(PROBLEM DETAILS): The full set of entries needs to be reproduced exactly.

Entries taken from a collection
"""
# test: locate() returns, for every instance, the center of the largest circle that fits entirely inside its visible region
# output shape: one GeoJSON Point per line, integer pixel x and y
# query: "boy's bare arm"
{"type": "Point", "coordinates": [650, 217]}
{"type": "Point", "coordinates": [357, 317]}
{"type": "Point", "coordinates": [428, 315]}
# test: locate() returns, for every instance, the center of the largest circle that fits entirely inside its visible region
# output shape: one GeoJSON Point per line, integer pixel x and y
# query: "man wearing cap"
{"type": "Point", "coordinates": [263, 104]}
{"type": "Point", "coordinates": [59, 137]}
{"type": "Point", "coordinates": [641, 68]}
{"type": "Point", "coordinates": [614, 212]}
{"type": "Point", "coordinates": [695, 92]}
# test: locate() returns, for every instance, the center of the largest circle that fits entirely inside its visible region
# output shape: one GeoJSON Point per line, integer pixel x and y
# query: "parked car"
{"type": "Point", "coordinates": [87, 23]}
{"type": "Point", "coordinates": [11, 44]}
"""
(ANSWER TO THIS PROBLEM):
# test: locate() returns, for every instance, the center of the largest circle that fits entirely inside its visible region
# output shape: one GeoJSON Point per line, integer pixel x and y
# query: "boy's bare arm"
{"type": "Point", "coordinates": [650, 217]}
{"type": "Point", "coordinates": [357, 317]}
{"type": "Point", "coordinates": [428, 315]}
# test: locate() returns, for every instance, the center of the largest circle that fits entirely inside its visible region
# output shape: one GeoJSON Point per line, integer pixel x and y
# query: "man wearing cap"
{"type": "Point", "coordinates": [263, 104]}
{"type": "Point", "coordinates": [59, 137]}
{"type": "Point", "coordinates": [641, 68]}
{"type": "Point", "coordinates": [614, 212]}
{"type": "Point", "coordinates": [695, 92]}
# test: locate() returns, for every instance, the center of the largest circle that fits entirely inside its visible region
# output shape: one GeoJSON Point per line, integer pixel x and y
# query: "parked car"
{"type": "Point", "coordinates": [87, 23]}
{"type": "Point", "coordinates": [11, 44]}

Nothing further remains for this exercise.